(Excerpts of bounding box data)

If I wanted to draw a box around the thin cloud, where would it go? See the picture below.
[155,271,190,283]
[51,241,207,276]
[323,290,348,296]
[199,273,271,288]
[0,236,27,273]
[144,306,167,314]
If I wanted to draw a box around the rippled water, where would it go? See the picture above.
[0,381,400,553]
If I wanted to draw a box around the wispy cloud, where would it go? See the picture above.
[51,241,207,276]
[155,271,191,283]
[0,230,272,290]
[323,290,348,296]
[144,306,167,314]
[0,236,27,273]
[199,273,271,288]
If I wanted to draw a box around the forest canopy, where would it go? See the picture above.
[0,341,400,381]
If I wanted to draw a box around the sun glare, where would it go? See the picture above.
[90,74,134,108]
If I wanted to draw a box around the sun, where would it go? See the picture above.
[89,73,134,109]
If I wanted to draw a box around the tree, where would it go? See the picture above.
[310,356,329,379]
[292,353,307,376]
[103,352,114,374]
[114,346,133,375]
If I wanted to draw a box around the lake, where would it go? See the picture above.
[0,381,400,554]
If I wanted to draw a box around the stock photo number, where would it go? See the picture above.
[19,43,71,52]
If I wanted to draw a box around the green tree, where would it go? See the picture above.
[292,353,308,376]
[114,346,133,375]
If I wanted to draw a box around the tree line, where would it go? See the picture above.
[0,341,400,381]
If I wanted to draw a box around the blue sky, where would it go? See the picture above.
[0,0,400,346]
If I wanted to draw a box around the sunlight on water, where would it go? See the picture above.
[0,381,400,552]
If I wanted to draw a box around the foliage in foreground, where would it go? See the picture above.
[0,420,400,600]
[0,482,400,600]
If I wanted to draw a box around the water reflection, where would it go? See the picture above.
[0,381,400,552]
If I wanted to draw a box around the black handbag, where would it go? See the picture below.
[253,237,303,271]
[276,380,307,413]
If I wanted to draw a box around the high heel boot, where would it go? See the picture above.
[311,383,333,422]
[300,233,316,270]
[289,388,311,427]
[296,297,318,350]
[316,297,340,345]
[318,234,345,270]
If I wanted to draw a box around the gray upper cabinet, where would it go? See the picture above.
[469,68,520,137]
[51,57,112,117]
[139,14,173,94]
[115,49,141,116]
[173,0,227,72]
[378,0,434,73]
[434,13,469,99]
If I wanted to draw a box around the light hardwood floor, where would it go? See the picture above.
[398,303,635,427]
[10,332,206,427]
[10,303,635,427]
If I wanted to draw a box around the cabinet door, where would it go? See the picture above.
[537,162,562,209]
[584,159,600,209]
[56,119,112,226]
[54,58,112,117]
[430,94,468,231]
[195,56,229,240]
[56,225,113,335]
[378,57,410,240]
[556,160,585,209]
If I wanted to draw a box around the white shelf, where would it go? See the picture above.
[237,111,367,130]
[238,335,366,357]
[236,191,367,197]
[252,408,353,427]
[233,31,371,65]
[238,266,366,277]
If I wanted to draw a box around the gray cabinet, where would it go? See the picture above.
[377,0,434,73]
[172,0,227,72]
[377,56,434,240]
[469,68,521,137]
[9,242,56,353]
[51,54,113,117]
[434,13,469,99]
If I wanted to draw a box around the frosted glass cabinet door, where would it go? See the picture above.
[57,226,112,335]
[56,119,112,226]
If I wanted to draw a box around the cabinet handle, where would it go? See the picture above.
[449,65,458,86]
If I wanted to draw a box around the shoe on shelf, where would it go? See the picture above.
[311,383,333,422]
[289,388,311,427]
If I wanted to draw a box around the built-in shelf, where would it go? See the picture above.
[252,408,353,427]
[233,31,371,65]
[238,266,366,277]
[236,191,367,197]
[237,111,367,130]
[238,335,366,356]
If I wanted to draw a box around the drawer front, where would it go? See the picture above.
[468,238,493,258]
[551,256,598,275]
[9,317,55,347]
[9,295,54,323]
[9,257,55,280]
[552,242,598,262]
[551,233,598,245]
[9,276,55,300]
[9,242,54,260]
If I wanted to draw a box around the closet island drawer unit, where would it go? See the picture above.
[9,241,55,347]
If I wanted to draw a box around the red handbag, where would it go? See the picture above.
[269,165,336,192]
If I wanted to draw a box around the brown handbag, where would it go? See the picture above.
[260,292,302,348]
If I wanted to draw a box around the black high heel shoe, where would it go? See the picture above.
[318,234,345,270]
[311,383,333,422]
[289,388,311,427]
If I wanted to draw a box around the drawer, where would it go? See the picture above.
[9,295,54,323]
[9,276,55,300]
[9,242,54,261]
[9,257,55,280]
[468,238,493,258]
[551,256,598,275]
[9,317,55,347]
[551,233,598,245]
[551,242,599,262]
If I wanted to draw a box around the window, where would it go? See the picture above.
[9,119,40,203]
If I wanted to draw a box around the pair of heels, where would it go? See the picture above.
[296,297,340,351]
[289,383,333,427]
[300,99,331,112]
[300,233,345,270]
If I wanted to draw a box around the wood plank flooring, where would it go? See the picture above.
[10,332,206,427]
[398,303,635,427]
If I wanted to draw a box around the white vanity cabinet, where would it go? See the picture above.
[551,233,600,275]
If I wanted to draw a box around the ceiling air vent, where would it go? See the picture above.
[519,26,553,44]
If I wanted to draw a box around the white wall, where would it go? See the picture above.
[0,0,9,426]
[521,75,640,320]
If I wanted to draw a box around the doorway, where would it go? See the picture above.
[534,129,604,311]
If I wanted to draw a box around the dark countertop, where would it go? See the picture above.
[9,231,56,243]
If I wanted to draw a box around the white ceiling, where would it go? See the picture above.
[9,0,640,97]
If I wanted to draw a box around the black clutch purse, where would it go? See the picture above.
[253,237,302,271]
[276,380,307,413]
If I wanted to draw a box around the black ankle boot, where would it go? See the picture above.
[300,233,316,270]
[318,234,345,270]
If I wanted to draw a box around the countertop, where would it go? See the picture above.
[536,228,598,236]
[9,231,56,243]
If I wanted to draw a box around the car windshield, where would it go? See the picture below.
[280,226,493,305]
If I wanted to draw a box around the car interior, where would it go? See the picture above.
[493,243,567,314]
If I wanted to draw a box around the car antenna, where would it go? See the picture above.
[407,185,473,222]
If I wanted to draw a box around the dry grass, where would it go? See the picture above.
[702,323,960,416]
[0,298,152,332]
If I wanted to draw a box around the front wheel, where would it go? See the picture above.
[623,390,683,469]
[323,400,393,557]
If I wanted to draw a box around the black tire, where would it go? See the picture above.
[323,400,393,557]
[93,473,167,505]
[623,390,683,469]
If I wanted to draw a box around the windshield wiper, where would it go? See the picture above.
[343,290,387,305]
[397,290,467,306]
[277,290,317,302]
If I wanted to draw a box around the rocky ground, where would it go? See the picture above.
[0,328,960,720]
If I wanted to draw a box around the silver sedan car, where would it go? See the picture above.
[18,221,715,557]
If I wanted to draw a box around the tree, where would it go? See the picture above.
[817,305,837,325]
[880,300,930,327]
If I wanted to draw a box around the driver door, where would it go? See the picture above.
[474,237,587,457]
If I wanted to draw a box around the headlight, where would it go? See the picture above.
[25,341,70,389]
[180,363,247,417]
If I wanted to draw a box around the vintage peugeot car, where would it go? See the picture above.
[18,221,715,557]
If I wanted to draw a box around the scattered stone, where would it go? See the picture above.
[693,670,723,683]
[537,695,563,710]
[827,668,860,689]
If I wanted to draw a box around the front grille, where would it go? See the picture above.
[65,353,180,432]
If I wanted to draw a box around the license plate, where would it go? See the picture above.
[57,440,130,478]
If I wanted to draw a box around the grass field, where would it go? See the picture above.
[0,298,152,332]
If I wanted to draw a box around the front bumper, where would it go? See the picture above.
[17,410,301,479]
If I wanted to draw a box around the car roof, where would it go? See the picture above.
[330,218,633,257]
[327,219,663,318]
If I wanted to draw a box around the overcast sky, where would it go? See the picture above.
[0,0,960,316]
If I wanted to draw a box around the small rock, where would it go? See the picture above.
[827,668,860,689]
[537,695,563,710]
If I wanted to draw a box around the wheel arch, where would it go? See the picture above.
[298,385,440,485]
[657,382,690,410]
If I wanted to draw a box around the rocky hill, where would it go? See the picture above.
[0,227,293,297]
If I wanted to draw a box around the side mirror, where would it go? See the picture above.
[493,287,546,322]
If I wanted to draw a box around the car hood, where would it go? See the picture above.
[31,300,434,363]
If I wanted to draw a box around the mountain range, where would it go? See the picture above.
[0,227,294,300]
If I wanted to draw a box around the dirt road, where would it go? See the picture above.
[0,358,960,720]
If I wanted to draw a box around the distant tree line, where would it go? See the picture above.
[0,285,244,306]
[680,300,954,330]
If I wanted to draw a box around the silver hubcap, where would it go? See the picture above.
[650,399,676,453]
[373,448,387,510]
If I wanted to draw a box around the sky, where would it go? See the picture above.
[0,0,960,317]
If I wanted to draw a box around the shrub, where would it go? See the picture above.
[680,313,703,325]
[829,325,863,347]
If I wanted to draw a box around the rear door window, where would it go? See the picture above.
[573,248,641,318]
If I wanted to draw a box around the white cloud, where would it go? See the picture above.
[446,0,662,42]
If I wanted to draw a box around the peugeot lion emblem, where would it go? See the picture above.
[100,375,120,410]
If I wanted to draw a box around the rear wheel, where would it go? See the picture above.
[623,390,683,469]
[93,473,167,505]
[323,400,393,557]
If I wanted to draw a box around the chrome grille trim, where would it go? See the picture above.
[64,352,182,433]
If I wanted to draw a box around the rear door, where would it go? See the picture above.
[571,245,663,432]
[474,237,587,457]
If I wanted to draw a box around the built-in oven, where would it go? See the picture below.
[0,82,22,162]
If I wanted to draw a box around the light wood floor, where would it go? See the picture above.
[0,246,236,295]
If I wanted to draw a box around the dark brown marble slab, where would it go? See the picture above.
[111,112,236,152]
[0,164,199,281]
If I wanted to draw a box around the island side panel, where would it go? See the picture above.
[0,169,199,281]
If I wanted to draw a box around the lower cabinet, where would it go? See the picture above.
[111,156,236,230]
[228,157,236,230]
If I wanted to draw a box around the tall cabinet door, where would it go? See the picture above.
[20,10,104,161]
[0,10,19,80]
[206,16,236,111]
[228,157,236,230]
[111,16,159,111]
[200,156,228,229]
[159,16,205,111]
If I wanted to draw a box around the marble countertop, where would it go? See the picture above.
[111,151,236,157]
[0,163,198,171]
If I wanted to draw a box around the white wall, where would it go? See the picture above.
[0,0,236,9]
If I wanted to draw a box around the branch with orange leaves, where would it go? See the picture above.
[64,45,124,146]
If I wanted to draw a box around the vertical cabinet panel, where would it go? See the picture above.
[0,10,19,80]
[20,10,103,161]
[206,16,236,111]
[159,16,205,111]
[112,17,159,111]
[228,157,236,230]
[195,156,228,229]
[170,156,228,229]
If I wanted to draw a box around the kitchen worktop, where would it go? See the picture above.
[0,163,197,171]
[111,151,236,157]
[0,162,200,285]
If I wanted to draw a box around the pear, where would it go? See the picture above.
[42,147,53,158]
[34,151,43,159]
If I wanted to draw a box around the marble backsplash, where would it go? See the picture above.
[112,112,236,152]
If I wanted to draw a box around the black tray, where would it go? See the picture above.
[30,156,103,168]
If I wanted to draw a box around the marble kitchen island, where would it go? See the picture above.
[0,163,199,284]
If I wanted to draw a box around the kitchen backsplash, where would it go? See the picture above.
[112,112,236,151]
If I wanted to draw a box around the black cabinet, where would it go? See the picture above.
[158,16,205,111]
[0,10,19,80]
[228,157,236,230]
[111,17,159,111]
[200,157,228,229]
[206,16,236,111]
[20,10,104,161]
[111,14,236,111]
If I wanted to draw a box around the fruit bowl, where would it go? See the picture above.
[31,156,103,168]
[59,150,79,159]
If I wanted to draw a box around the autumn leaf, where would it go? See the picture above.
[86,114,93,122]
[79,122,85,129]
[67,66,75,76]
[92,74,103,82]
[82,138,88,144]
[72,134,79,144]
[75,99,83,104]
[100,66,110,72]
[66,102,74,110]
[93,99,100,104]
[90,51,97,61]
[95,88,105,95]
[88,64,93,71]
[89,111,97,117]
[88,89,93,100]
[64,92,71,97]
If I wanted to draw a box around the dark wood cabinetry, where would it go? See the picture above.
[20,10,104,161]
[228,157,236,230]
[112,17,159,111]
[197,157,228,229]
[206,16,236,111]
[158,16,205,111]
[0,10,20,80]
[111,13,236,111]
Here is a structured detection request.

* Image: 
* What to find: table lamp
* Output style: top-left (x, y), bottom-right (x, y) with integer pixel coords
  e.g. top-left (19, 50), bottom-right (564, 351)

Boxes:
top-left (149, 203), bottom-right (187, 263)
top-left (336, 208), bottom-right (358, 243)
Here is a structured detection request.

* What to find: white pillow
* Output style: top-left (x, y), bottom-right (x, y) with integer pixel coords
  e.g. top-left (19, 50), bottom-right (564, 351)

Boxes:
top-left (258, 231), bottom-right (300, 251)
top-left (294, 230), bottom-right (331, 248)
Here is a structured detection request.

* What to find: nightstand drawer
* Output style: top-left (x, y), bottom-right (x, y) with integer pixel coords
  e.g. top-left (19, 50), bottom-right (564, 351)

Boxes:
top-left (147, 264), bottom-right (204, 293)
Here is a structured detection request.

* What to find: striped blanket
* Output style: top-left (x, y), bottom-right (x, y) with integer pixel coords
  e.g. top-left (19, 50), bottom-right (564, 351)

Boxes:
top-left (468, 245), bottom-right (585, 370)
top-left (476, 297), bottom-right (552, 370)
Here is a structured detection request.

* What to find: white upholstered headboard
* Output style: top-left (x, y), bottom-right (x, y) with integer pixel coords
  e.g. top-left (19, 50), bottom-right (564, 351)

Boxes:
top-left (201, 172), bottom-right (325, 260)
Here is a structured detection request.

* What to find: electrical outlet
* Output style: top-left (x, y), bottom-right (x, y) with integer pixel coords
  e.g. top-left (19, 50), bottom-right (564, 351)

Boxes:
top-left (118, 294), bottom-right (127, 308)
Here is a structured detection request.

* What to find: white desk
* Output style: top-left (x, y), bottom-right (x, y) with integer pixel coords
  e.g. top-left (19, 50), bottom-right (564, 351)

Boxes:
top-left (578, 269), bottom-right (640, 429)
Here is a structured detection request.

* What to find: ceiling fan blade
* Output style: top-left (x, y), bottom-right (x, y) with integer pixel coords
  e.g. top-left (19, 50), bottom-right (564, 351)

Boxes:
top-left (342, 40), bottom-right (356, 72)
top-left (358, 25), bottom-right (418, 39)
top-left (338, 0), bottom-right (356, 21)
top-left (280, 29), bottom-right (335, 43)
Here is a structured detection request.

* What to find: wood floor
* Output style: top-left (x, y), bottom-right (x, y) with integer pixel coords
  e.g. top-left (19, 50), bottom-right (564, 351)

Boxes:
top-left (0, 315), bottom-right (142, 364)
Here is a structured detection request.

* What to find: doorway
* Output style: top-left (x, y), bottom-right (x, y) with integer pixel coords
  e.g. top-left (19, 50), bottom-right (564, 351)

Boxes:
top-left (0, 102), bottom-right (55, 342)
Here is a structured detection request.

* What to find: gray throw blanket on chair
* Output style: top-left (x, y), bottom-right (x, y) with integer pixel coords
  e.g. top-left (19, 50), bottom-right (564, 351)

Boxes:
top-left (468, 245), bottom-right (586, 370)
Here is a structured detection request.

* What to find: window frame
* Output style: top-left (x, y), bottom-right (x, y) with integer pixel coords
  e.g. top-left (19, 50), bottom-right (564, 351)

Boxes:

What you need to do: Change "black tire" to "rubber tire" in the records, starting at the line that has "white ceiling, where" and stopping after the line that has "[277,290,317,302]". Reproduce only those lines, with nothing else altered.

Response to the task:
If I wanted to draw a box around the white ceiling, where would it go? See the picture above.
[9,0,640,97]
If I wanted to draw a box around the black clutch purse, where would it go? See the picture above.
[253,237,302,271]
[276,380,307,413]
If I wanted to draw a box around the black ankle boot, where would it go? See the picture above.
[300,233,316,270]
[318,234,345,270]
If I wanted to draw a box around the countertop, where would it go? See the picture above.
[536,228,598,236]
[9,231,56,243]
If I wanted to draw a box around the car windshield, where would it go? See the picture below.
[280,226,493,305]
If I wanted to draw a box around the car interior, where would it go? See the picture above.
[493,243,567,314]
If I wanted to draw a box around the car antenna, where would it go? See the picture above.
[407,185,473,222]
If I wanted to draw a box around the dry grass, where would it go? See the picture above.
[702,323,960,416]
[0,298,152,332]
If I wanted to draw a box around the front wheel, where would it go? See the picture above.
[623,390,683,469]
[323,400,393,557]
If I wanted to draw a box around the rubber tire, where would it go? See the picture above.
[323,400,393,557]
[93,473,167,505]
[623,390,683,469]
If I wanted to draw a box around the windshield wiper, where would it go? See the picture above.
[343,290,387,305]
[397,290,467,306]
[277,290,317,302]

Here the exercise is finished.